STATED PROBLEM: Starting with the line that contains "of the waterfall" and going on through the line that contains "[[209, 659]]", give those lines of the material again with "innermost point" changed to "central point" and everything else left as it is.

········

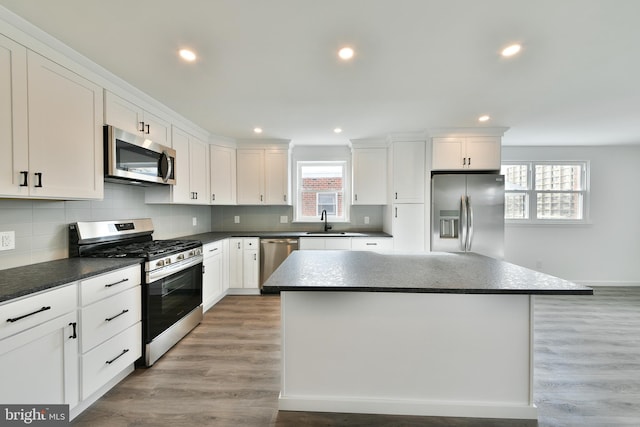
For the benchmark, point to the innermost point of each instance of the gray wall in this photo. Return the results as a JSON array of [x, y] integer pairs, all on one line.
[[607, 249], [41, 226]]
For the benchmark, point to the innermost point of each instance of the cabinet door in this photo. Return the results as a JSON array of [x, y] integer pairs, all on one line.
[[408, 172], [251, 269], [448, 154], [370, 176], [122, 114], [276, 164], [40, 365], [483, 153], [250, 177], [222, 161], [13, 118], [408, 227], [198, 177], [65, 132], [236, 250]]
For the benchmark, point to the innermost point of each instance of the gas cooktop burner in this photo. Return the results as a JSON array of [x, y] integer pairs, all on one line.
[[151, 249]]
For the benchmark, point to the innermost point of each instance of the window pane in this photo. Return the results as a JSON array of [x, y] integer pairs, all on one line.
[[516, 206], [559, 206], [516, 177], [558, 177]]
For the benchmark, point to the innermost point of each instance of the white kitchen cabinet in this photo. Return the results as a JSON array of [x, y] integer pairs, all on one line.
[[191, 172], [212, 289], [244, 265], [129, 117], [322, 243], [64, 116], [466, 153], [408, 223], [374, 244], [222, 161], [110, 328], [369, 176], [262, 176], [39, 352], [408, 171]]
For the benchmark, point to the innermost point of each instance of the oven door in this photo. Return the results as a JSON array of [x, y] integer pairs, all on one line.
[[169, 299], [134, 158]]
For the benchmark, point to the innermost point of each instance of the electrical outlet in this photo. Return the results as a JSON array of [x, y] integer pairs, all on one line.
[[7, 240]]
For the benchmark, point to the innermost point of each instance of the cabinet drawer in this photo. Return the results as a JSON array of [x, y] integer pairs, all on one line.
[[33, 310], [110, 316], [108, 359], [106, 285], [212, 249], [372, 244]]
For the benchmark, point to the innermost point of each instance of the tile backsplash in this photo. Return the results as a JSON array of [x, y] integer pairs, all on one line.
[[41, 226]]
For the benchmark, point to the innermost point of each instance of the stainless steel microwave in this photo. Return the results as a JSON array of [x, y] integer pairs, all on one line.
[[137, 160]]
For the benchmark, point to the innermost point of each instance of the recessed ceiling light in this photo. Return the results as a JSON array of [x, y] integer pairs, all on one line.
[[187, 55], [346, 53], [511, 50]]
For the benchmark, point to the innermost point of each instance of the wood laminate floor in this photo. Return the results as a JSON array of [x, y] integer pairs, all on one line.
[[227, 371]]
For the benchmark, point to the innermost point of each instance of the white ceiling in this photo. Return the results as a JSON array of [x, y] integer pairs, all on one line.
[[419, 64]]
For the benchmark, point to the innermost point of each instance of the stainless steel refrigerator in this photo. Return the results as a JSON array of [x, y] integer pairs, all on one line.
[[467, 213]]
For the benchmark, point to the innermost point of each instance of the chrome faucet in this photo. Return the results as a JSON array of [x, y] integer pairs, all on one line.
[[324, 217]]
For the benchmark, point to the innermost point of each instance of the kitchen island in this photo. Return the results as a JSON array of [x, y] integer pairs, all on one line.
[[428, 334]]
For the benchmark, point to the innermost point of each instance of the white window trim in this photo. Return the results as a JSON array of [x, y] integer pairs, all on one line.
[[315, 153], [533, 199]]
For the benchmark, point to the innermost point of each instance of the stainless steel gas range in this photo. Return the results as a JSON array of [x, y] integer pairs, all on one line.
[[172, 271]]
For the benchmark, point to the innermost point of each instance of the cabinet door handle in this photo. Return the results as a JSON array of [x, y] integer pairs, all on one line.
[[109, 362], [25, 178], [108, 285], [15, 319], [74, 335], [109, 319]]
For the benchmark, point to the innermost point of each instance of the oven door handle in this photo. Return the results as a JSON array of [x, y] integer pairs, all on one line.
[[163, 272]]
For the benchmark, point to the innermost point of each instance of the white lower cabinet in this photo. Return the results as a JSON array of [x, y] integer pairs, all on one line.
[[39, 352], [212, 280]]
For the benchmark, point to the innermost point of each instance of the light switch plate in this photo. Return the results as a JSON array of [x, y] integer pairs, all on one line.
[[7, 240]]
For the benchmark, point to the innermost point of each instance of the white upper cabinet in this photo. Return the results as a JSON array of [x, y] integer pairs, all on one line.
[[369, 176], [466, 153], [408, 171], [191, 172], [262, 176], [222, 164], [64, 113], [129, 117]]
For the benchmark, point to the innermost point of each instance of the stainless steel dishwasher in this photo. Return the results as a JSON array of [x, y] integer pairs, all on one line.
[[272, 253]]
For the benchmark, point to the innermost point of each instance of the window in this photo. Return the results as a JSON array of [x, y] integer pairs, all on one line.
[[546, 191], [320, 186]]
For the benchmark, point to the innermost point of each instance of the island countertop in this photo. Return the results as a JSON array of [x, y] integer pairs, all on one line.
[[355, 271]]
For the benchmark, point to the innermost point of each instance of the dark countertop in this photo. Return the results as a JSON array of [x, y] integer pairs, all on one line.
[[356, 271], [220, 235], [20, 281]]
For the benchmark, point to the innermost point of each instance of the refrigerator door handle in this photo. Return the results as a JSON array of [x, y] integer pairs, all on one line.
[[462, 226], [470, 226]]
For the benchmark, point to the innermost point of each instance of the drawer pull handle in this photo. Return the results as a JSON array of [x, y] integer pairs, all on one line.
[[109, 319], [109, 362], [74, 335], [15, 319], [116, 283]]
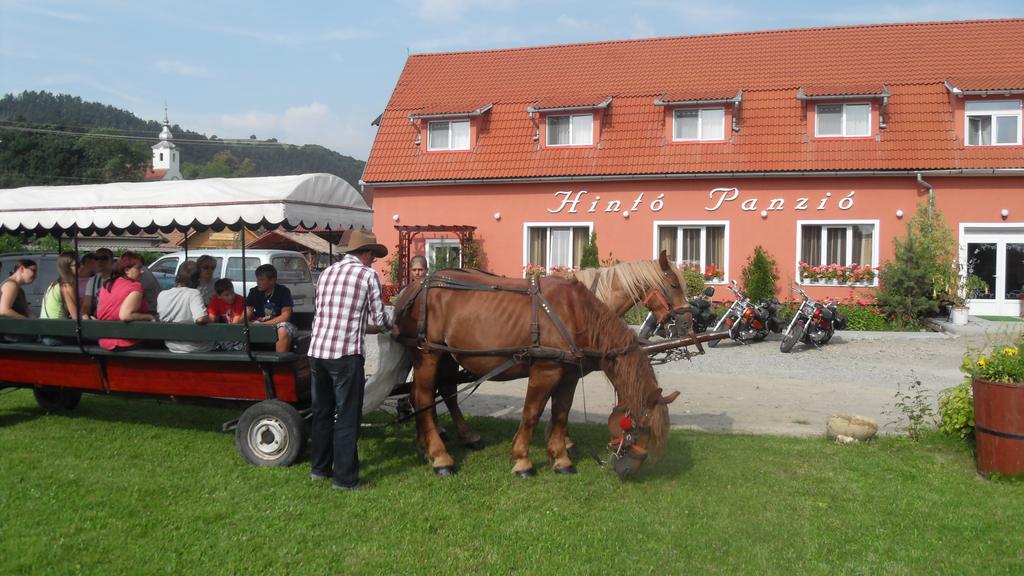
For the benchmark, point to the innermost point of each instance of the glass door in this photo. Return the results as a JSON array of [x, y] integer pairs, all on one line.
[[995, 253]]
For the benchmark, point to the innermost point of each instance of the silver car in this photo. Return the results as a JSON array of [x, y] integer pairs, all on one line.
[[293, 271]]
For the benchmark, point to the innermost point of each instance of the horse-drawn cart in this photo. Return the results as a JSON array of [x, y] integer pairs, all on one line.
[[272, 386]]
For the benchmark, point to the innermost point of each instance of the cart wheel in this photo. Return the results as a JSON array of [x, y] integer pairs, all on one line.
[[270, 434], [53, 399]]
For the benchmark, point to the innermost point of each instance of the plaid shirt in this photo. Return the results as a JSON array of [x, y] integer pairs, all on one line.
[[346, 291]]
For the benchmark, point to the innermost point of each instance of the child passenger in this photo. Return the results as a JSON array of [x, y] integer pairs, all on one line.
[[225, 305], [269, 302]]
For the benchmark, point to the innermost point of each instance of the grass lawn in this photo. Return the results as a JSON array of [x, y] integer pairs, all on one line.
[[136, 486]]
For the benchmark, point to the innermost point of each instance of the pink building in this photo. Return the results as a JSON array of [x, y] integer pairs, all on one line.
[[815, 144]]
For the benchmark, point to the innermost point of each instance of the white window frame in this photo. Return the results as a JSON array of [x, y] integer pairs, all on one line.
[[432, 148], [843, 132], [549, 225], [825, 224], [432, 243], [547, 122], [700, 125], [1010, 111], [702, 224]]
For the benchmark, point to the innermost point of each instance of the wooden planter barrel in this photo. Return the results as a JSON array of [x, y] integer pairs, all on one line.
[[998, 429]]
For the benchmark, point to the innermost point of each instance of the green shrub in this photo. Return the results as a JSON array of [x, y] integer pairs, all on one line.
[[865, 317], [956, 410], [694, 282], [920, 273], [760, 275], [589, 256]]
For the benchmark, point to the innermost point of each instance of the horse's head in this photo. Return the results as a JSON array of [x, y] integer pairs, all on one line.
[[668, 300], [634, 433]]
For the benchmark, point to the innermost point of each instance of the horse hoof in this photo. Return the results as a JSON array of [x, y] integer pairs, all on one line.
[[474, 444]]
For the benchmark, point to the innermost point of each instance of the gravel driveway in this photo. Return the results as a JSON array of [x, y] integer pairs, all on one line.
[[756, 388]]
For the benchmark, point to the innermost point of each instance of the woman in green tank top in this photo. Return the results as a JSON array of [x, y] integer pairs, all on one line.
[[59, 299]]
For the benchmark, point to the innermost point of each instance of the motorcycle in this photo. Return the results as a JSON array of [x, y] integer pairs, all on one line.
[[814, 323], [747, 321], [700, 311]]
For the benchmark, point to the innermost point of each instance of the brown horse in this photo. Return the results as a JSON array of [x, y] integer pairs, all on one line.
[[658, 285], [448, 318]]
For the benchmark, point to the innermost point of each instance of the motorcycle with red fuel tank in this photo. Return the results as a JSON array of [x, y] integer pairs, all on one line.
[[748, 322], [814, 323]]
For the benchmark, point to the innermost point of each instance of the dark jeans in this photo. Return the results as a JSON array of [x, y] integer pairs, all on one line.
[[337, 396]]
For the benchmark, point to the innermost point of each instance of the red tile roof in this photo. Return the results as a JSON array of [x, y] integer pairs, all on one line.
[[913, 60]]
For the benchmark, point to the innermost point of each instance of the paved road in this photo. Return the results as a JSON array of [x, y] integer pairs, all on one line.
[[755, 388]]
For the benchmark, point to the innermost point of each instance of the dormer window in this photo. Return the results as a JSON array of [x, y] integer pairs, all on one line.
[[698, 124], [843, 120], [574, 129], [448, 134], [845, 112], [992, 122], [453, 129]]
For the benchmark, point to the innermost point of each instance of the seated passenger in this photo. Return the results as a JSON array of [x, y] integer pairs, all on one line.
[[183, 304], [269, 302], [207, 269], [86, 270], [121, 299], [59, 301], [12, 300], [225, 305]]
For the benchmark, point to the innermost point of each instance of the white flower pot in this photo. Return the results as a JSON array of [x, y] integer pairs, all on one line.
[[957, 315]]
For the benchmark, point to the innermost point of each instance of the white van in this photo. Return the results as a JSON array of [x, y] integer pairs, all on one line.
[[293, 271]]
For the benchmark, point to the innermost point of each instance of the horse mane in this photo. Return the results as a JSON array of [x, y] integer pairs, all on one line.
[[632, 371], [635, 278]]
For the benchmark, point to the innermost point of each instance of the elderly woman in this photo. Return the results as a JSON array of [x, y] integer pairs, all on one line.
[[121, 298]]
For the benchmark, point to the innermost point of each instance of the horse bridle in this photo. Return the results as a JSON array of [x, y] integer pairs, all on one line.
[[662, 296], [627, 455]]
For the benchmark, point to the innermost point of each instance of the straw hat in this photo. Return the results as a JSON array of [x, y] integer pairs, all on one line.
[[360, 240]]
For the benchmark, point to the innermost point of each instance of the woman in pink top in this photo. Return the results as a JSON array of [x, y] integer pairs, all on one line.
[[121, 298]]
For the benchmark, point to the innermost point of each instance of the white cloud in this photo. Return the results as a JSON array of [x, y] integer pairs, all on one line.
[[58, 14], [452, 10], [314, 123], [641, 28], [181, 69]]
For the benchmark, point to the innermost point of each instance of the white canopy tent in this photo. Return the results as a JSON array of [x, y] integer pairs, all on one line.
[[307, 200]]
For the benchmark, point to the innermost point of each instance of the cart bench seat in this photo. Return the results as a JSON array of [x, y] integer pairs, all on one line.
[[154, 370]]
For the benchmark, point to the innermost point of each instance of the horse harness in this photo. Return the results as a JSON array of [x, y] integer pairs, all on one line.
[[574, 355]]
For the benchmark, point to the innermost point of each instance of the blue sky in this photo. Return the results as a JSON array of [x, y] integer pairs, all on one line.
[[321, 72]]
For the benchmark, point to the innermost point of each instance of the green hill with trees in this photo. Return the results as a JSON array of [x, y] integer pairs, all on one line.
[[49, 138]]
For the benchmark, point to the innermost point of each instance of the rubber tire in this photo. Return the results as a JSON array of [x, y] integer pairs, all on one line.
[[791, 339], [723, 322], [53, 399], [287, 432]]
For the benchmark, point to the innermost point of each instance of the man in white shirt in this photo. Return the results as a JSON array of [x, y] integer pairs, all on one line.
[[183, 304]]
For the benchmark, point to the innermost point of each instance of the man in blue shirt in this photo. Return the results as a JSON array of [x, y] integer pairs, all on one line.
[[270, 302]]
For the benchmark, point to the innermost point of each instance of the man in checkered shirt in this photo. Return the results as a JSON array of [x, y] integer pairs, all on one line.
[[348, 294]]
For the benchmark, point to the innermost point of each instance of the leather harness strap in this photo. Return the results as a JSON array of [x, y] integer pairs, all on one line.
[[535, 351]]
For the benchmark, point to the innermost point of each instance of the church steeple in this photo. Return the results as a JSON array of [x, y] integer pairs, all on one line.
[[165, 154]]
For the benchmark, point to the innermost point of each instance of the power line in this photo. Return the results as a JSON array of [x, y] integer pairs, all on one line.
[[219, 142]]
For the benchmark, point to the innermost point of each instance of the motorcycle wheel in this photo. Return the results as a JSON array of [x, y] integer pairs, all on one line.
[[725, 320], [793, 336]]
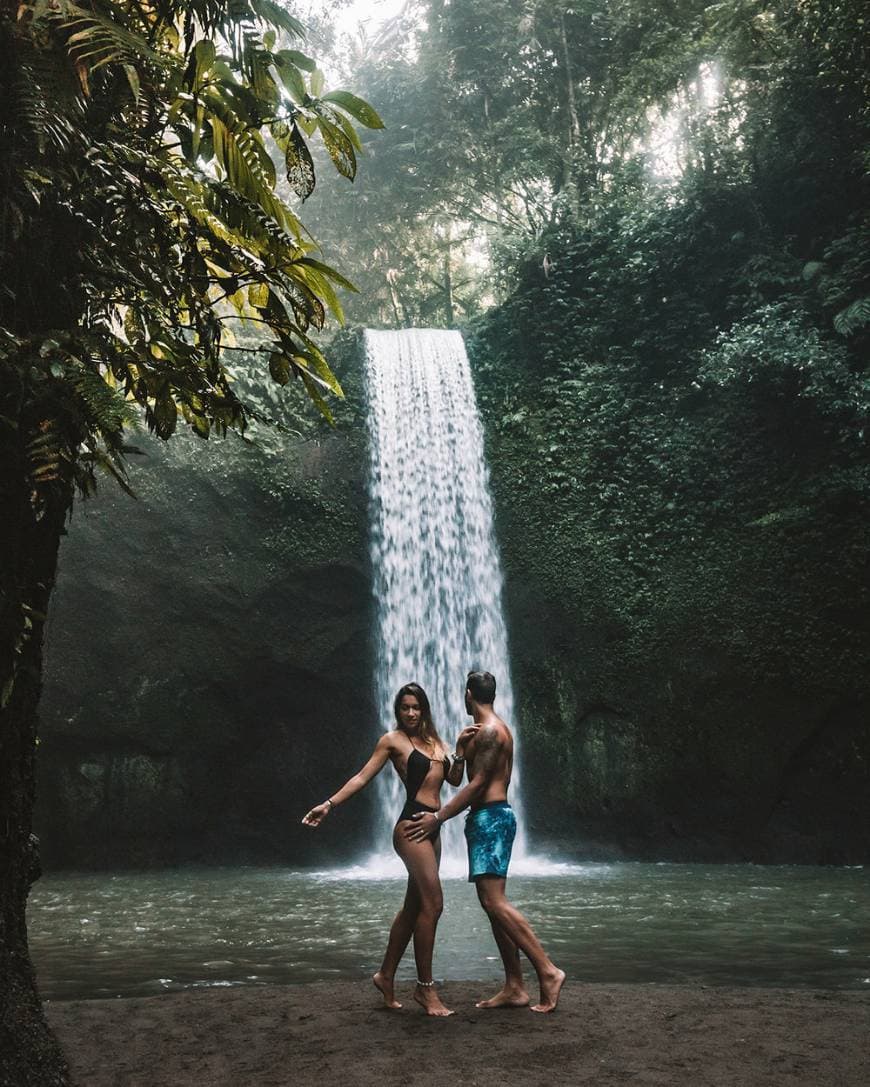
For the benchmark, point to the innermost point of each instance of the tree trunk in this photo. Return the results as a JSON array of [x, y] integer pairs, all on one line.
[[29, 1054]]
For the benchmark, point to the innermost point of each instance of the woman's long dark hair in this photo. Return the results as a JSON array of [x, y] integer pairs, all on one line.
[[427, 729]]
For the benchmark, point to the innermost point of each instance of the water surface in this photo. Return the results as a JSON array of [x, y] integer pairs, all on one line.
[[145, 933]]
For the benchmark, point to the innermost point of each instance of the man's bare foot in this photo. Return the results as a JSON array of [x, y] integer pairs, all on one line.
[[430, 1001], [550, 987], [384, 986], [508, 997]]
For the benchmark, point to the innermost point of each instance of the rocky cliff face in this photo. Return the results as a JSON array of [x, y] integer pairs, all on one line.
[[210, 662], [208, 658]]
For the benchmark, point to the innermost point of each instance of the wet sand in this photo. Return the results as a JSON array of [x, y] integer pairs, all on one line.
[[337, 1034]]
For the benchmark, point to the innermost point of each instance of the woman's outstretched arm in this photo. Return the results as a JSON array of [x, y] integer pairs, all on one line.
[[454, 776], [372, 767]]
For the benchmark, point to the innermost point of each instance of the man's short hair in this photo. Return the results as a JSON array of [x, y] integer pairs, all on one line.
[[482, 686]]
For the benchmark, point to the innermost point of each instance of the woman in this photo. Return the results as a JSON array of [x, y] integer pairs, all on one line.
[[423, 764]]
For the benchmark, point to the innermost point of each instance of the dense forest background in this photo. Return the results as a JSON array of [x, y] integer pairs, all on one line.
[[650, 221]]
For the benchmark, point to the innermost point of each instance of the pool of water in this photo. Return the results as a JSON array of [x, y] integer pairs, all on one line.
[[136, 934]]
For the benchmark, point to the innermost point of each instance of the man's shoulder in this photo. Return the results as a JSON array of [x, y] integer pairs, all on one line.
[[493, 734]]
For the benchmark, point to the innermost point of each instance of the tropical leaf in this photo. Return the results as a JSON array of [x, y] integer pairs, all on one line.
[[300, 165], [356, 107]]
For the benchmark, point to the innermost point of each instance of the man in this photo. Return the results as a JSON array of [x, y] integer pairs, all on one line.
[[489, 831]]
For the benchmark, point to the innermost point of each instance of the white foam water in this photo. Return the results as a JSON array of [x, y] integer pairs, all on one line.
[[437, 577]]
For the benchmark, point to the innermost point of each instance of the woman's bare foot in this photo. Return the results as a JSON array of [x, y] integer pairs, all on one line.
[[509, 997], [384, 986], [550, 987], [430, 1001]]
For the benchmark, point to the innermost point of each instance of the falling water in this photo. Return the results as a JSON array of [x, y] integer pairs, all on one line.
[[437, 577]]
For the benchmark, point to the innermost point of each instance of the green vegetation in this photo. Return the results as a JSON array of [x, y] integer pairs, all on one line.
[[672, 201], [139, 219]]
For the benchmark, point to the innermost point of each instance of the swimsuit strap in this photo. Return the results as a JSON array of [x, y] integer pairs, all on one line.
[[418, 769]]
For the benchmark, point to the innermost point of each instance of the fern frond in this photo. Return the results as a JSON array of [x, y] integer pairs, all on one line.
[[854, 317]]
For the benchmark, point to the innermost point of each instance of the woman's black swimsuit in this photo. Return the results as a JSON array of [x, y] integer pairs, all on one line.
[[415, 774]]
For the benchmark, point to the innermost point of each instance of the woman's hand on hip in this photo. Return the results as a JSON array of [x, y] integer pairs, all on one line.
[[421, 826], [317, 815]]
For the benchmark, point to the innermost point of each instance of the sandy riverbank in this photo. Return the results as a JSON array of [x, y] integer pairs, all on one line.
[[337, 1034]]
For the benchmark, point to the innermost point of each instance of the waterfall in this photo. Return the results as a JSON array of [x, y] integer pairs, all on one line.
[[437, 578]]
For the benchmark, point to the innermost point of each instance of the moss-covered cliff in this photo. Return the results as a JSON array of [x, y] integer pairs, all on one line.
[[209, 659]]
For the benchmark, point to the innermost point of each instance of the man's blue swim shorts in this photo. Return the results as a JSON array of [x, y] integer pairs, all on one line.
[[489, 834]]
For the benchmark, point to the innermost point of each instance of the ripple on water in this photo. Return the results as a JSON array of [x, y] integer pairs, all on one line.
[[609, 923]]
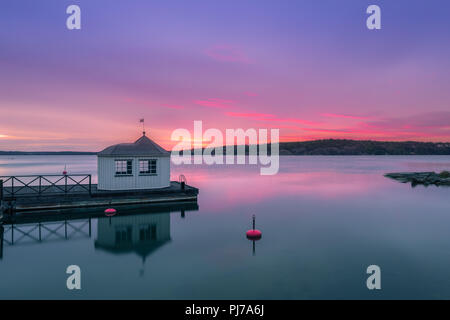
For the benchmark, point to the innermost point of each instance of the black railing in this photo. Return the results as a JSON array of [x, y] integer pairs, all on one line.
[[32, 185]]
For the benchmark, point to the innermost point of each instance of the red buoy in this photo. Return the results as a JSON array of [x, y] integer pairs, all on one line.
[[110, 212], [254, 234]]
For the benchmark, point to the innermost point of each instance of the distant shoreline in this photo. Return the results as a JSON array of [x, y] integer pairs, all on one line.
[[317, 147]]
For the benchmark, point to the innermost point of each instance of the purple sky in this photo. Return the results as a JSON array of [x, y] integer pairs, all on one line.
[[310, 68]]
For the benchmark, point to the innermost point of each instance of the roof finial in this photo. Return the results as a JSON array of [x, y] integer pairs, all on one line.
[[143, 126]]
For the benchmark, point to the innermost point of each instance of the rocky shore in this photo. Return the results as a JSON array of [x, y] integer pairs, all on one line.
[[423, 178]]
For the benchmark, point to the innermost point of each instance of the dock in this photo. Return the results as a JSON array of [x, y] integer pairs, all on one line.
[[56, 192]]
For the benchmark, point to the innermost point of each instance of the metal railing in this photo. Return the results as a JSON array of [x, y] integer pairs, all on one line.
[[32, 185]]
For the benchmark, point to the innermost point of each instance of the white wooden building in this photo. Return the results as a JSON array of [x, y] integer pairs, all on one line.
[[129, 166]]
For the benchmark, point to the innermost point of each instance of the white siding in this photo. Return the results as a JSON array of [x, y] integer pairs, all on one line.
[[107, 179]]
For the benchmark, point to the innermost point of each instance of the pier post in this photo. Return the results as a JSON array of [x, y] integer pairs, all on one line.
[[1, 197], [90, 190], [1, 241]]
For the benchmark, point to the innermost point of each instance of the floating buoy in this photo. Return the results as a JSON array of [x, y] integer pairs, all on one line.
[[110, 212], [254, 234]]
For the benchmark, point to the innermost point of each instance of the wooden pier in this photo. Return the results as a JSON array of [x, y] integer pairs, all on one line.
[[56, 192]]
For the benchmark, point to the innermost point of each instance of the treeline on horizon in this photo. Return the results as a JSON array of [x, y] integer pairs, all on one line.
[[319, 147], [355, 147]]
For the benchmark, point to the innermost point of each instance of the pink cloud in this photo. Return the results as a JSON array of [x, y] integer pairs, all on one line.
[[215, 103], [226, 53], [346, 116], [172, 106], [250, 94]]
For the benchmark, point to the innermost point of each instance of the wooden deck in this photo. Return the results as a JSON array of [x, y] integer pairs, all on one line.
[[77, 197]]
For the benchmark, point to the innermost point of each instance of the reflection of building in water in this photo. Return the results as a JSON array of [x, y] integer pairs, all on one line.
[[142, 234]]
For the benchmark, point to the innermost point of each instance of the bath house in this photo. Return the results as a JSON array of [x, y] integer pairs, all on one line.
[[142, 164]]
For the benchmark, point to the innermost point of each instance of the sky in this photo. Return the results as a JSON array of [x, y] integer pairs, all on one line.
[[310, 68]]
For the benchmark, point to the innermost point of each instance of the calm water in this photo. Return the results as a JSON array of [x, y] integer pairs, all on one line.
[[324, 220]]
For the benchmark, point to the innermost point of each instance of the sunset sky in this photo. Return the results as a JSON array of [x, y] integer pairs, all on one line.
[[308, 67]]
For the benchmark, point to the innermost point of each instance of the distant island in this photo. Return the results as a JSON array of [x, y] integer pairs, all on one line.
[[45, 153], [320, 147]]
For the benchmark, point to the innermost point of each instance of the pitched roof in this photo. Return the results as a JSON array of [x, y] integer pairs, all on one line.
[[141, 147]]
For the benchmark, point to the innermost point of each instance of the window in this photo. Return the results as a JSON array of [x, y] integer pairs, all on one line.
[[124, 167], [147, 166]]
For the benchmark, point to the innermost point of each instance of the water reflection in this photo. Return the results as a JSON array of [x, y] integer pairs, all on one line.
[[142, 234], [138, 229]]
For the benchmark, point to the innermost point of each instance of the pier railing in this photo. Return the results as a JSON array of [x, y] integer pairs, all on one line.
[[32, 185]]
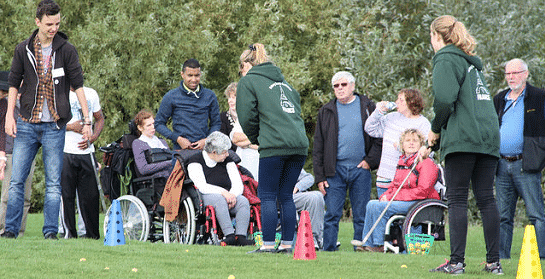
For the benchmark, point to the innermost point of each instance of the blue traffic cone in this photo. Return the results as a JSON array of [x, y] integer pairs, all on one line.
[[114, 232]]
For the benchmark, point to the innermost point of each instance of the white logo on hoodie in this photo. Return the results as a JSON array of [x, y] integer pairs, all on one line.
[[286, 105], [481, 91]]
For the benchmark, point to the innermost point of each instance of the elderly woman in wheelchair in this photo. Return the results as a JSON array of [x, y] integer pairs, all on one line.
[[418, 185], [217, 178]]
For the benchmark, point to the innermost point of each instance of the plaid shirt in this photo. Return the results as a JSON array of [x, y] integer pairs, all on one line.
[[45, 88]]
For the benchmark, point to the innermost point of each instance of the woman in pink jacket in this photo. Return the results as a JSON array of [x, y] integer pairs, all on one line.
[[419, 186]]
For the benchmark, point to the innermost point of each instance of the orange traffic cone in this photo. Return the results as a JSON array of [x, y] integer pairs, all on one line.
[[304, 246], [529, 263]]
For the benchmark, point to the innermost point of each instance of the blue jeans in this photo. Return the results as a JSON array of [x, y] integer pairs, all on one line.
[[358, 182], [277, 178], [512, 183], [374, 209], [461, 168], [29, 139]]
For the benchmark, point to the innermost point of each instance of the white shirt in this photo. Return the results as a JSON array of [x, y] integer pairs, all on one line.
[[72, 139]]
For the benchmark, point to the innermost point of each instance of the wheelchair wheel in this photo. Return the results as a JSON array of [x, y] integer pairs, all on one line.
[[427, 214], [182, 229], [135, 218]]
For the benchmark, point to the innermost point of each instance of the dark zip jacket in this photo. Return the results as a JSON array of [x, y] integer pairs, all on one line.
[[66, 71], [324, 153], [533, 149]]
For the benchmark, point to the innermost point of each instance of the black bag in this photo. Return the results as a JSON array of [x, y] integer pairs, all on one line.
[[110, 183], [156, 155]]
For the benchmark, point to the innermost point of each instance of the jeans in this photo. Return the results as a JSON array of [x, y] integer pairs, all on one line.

········

THE OUTPUT:
For the benchmark, point to the central point of each instance of the waterfall in this photo. Return the results as a JSON array of [x, y] integer pairs, all on one line.
[[437, 578]]
For the benchmark, point to the central point of each instance of the moss-covered cliff in this photo. Return the results as a JSON array of [x, y] integer pairs, all on one line.
[[209, 659]]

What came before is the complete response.